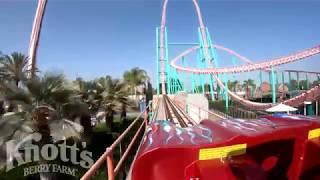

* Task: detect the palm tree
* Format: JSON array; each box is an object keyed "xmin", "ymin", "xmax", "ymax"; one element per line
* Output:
[
  {"xmin": 228, "ymin": 80, "xmax": 239, "ymax": 92},
  {"xmin": 123, "ymin": 67, "xmax": 148, "ymax": 96},
  {"xmin": 0, "ymin": 52, "xmax": 29, "ymax": 86},
  {"xmin": 1, "ymin": 74, "xmax": 79, "ymax": 179},
  {"xmin": 242, "ymin": 79, "xmax": 256, "ymax": 98},
  {"xmin": 97, "ymin": 76, "xmax": 130, "ymax": 130}
]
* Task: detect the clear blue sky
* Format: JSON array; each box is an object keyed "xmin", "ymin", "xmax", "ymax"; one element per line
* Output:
[{"xmin": 0, "ymin": 0, "xmax": 320, "ymax": 82}]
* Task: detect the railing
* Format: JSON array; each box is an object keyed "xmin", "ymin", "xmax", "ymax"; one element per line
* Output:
[
  {"xmin": 173, "ymin": 99, "xmax": 230, "ymax": 121},
  {"xmin": 81, "ymin": 107, "xmax": 148, "ymax": 180}
]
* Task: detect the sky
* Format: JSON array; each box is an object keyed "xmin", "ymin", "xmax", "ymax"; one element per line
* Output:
[{"xmin": 0, "ymin": 0, "xmax": 320, "ymax": 83}]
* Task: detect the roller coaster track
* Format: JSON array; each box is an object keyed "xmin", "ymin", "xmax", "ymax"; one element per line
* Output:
[
  {"xmin": 159, "ymin": 0, "xmax": 320, "ymax": 110},
  {"xmin": 163, "ymin": 95, "xmax": 196, "ymax": 128}
]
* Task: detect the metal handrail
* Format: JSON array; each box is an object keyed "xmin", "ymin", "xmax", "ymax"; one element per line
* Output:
[
  {"xmin": 173, "ymin": 99, "xmax": 230, "ymax": 119},
  {"xmin": 81, "ymin": 106, "xmax": 148, "ymax": 180}
]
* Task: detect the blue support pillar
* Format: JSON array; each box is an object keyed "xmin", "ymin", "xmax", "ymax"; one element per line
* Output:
[
  {"xmin": 271, "ymin": 66, "xmax": 276, "ymax": 104},
  {"xmin": 224, "ymin": 74, "xmax": 229, "ymax": 112},
  {"xmin": 164, "ymin": 27, "xmax": 172, "ymax": 94},
  {"xmin": 156, "ymin": 27, "xmax": 160, "ymax": 95}
]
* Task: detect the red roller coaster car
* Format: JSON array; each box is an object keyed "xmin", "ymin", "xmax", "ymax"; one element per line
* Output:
[{"xmin": 132, "ymin": 115, "xmax": 320, "ymax": 180}]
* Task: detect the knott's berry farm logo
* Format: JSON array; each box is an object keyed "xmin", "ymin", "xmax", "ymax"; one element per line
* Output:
[{"xmin": 6, "ymin": 133, "xmax": 93, "ymax": 176}]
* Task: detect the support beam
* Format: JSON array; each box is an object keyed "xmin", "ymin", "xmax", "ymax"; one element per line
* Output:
[
  {"xmin": 156, "ymin": 27, "xmax": 160, "ymax": 95},
  {"xmin": 224, "ymin": 74, "xmax": 229, "ymax": 112},
  {"xmin": 288, "ymin": 72, "xmax": 293, "ymax": 98},
  {"xmin": 316, "ymin": 100, "xmax": 319, "ymax": 116},
  {"xmin": 271, "ymin": 66, "xmax": 276, "ymax": 104}
]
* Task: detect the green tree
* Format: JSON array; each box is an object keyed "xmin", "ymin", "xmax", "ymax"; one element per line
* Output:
[
  {"xmin": 0, "ymin": 52, "xmax": 29, "ymax": 86},
  {"xmin": 97, "ymin": 76, "xmax": 131, "ymax": 130},
  {"xmin": 123, "ymin": 67, "xmax": 148, "ymax": 95}
]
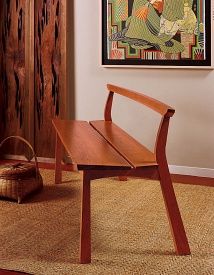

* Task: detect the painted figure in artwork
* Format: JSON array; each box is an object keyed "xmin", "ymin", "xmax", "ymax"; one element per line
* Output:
[{"xmin": 109, "ymin": 0, "xmax": 203, "ymax": 53}]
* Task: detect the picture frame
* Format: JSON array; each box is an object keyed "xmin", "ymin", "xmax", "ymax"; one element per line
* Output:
[{"xmin": 101, "ymin": 0, "xmax": 214, "ymax": 69}]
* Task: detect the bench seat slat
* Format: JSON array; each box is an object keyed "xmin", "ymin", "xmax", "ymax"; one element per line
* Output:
[
  {"xmin": 90, "ymin": 120, "xmax": 157, "ymax": 168},
  {"xmin": 53, "ymin": 119, "xmax": 131, "ymax": 170}
]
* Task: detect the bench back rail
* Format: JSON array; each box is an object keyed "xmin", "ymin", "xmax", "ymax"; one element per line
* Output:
[{"xmin": 104, "ymin": 84, "xmax": 175, "ymax": 163}]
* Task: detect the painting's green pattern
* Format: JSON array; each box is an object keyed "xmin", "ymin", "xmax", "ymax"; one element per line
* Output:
[{"xmin": 106, "ymin": 0, "xmax": 206, "ymax": 60}]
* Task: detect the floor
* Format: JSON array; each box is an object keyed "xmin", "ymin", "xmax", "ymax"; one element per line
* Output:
[{"xmin": 0, "ymin": 160, "xmax": 214, "ymax": 275}]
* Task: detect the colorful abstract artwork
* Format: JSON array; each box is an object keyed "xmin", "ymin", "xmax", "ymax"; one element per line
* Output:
[{"xmin": 102, "ymin": 0, "xmax": 212, "ymax": 67}]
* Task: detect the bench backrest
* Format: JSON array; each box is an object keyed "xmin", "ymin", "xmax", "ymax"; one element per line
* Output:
[{"xmin": 104, "ymin": 84, "xmax": 175, "ymax": 160}]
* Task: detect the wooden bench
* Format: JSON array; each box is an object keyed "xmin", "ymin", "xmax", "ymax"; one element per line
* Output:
[{"xmin": 53, "ymin": 84, "xmax": 190, "ymax": 263}]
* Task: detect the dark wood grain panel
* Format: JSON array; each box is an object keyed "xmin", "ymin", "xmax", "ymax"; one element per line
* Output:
[
  {"xmin": 35, "ymin": 0, "xmax": 66, "ymax": 157},
  {"xmin": 0, "ymin": 0, "xmax": 28, "ymax": 154}
]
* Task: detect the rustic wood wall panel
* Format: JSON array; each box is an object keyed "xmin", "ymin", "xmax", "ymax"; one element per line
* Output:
[
  {"xmin": 35, "ymin": 0, "xmax": 66, "ymax": 157},
  {"xmin": 0, "ymin": 0, "xmax": 28, "ymax": 154}
]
============================================================
What to work on -> Quote all of the entries above verbatim, omitting the pictures.

The output ->
* Task: detect the palm tree
* Format: JSON array; each box is an object keyed "xmin", "ymin", "xmax", "ymax"; one element per line
* Output:
[
  {"xmin": 228, "ymin": 80, "xmax": 239, "ymax": 92},
  {"xmin": 123, "ymin": 67, "xmax": 148, "ymax": 96},
  {"xmin": 0, "ymin": 52, "xmax": 29, "ymax": 86},
  {"xmin": 1, "ymin": 74, "xmax": 79, "ymax": 179},
  {"xmin": 242, "ymin": 79, "xmax": 256, "ymax": 98},
  {"xmin": 97, "ymin": 76, "xmax": 130, "ymax": 130}
]
* Task: detect the clear blue sky
* Format: JSON array; each box is an object keyed "xmin", "ymin", "xmax", "ymax"; one element per line
* Output:
[{"xmin": 0, "ymin": 0, "xmax": 320, "ymax": 82}]
* Task: detect the railing
* Format: JSON array; each box is an object keyed "xmin", "ymin", "xmax", "ymax"; one element per line
* Output:
[
  {"xmin": 173, "ymin": 99, "xmax": 230, "ymax": 121},
  {"xmin": 81, "ymin": 107, "xmax": 148, "ymax": 180}
]
* Task: detect the sky
* Format: JSON array; each box is an object keyed "xmin", "ymin", "xmax", "ymax"; one element per line
* Output:
[{"xmin": 0, "ymin": 0, "xmax": 320, "ymax": 83}]
* Task: detect the roller coaster track
* Format: JSON array; each box is an object keyed "xmin", "ymin", "xmax", "ymax"; one element per line
* Output:
[
  {"xmin": 159, "ymin": 0, "xmax": 320, "ymax": 110},
  {"xmin": 163, "ymin": 95, "xmax": 196, "ymax": 128}
]
* Task: detect the metal handrail
* Format: JSON array; each box is an object keyed "xmin", "ymin", "xmax", "ymax"; one element per line
* Output:
[
  {"xmin": 173, "ymin": 99, "xmax": 230, "ymax": 119},
  {"xmin": 81, "ymin": 106, "xmax": 148, "ymax": 180}
]
* Task: detect the blue support pillar
* Format: JSON array; each box is an object keyed "xmin", "ymin", "xmax", "ymax"; one element per line
* Output:
[
  {"xmin": 271, "ymin": 66, "xmax": 276, "ymax": 104},
  {"xmin": 224, "ymin": 74, "xmax": 229, "ymax": 112},
  {"xmin": 164, "ymin": 27, "xmax": 172, "ymax": 94},
  {"xmin": 156, "ymin": 27, "xmax": 160, "ymax": 95}
]
* Task: detect the red roller coaster car
* Format: JSON array; each box is an object keyed "xmin", "ymin", "xmax", "ymax"; one element per line
* Output:
[{"xmin": 132, "ymin": 115, "xmax": 320, "ymax": 180}]
* Task: detect the knott's berry farm logo
* Format: JSON array; each box is an object keyed "xmin", "ymin", "xmax", "ymax"; one element per line
* Output:
[{"xmin": 6, "ymin": 133, "xmax": 93, "ymax": 176}]
* Task: detect the support beam
* Format: JSON array; each box is an object keyed "xmin", "ymin", "xmax", "ymax"; one element per line
* Output:
[
  {"xmin": 156, "ymin": 27, "xmax": 160, "ymax": 95},
  {"xmin": 224, "ymin": 74, "xmax": 229, "ymax": 112},
  {"xmin": 288, "ymin": 72, "xmax": 293, "ymax": 98},
  {"xmin": 316, "ymin": 100, "xmax": 319, "ymax": 116},
  {"xmin": 271, "ymin": 66, "xmax": 276, "ymax": 104}
]
* Task: detect the green tree
* Format: JSON array; each box is an object keyed "xmin", "ymin", "xmax", "ymax"; one element per line
* Output:
[
  {"xmin": 0, "ymin": 52, "xmax": 29, "ymax": 86},
  {"xmin": 97, "ymin": 76, "xmax": 131, "ymax": 130},
  {"xmin": 123, "ymin": 67, "xmax": 148, "ymax": 95}
]

* Task: detect the painted figure in artwork
* Format: JSON array; each box is an object keyed "xmin", "ymin", "xmax", "ymax"; one element per line
* Output:
[{"xmin": 109, "ymin": 0, "xmax": 203, "ymax": 53}]
* Task: detect the picture frame
* Format: JSON array; each box is an object keyed "xmin", "ymin", "xmax", "ymax"; one element per line
* Output:
[{"xmin": 101, "ymin": 0, "xmax": 214, "ymax": 69}]
* Task: detect the bench seat slat
* Format: JSON array; each box is an object keyed "xmin", "ymin", "xmax", "ymax"; one element per line
* Output:
[
  {"xmin": 90, "ymin": 120, "xmax": 157, "ymax": 168},
  {"xmin": 53, "ymin": 119, "xmax": 131, "ymax": 170}
]
* Task: detect the bench back rail
* Format: JSON array; each box is an object keyed "xmin", "ymin", "xmax", "ymax"; one element per line
* Output:
[{"xmin": 104, "ymin": 84, "xmax": 175, "ymax": 163}]
* Task: detect the painting's green pattern
* Format: JSON array; each box is an object keyed "xmin", "ymin", "xmax", "ymax"; one element per line
* Output:
[{"xmin": 106, "ymin": 0, "xmax": 206, "ymax": 60}]
* Task: detect the floor
* Format: JSON array; each box is an object keyed "xmin", "ymin", "xmax", "ymax"; one element per line
* Output:
[{"xmin": 0, "ymin": 160, "xmax": 214, "ymax": 275}]
* Task: detect the colorful abstract artwork
* Format: JSON array; each box is an object keyed "xmin", "ymin", "xmax", "ymax"; one element per line
* Output:
[{"xmin": 102, "ymin": 0, "xmax": 212, "ymax": 67}]
* Task: detect the bench backrest
* Format: JSON array; each box is an object keyed "xmin", "ymin", "xmax", "ymax"; one element per line
* Output:
[{"xmin": 104, "ymin": 84, "xmax": 175, "ymax": 160}]
* Task: detect the wooden bench
* Format: JSON array; each box is an object keyed "xmin", "ymin", "xmax", "ymax"; one element per line
* Output:
[{"xmin": 53, "ymin": 84, "xmax": 190, "ymax": 263}]
* Task: detect the dark wood grain panel
* Format: JSON array; each box is an object keyed "xmin", "ymin", "xmax", "ymax"; one element per line
* Output:
[
  {"xmin": 35, "ymin": 0, "xmax": 66, "ymax": 157},
  {"xmin": 0, "ymin": 0, "xmax": 28, "ymax": 154}
]
* Task: detect the rustic wood wall panel
* Format: JSON array; each box is an object keyed "xmin", "ymin", "xmax", "ymax"; one element per line
* Output:
[
  {"xmin": 35, "ymin": 0, "xmax": 66, "ymax": 157},
  {"xmin": 0, "ymin": 0, "xmax": 28, "ymax": 154}
]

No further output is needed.